Исходный отрывок
Рождение театра
Шрифт:
Может быть, вы зададите мне вопросы? Приготовили вы их?
{448} Владимиру Ивановичу отвечают:
— Нас интересует вопрос об авторском стиле спектакля. Вы несколько раз вскользь говорили об этом на репетициях.
— И еще вопрос: о «втором плане». Является ли это элементом создания образа или же это то же самое, что мы выносили на сцену, называя предлагаемыми обстоятельствами пьесы? И авторский стиль спектакля нас интересует в связи с «вторым планом».
— Вопрос о создании образа. Нужна ли такая последовательность: сначала разбираются элементарные куски, задачи, а потом подходят к последней стадии — ищут образ, характерность и т. д.? Мы, молодые актеры, в «Трудовом хлебе» сталкиваемся[232] именно с такой последовательностью метода создания образа. Самую трудную часть работы — воплощение образа — мы делаем после того, как проделали всю черновую работу. Тут мы испытываем большие трудности, и этот вопрос нас очень интересует.

Задание 1
Ответьте по отрывку о театре:
(a) Кому отвечают на предложение задать вопросы?
(b) Как называли то, что выносили на сцену?
(c) В каком спектакле молодые актеры сталкиваются с такой последовательностью создания образа?
Задание 2
Сообщите все строки записей, в которых встречается слово «each», переписав каждую целиком. Регистр букв учитывается.

Выборка записей
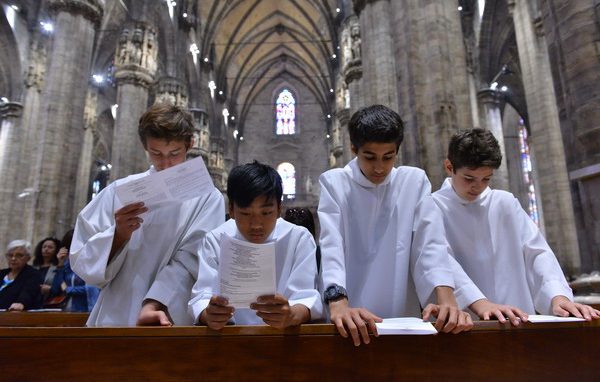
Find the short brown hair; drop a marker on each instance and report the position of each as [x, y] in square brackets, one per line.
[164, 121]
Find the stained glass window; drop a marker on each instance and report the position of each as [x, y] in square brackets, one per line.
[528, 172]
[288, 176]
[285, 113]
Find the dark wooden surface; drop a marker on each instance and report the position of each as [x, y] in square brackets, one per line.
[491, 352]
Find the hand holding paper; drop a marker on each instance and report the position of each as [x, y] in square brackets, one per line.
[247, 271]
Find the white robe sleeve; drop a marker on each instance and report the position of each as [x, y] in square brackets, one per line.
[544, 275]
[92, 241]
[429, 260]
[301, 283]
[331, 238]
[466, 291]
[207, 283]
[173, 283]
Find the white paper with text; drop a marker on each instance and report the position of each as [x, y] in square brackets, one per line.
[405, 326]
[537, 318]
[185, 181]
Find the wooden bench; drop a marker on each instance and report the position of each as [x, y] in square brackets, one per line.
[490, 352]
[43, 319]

---

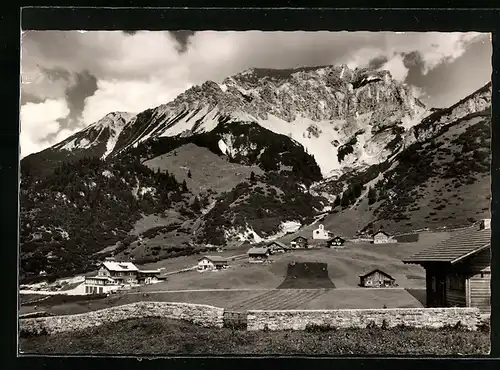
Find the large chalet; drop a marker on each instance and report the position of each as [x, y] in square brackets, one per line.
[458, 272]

Полный ответ 1
(a) Владимиру Ивановичу.
(b) Предлагаемыми обстоятельствами пьесы.
(c) В «Трудовом хлебе».

Полный ответ 2
Find the short brown hair; drop a marker on each instance and report the position of each as [x, y] in square brackets, one per line.
Find the stained glass window; drop a marker on each instance and report the position of each as [x, y] in square brackets, one per line.
Find the dark wooden surface; drop a marker on each instance and report the position of each as [x, y] in square brackets, one per line.
Find the hand holding paper; drop a marker on each instance and report the position of each as [x, y] in square brackets, one per line.
Find the white robe sleeve; drop a marker on each instance and report the position of each as [x, y] in square brackets, one per line.
Find the white paper with text; drop a marker on each instance and report the position of each as [x, y] in square brackets, one per line.
Find the wooden bench; drop a marker on each instance and report the position of each as [x, y] in square brackets, one per line.
Find the large chalet; drop a marker on each instance and report the position of each as [x, y] in square brackets, one per line.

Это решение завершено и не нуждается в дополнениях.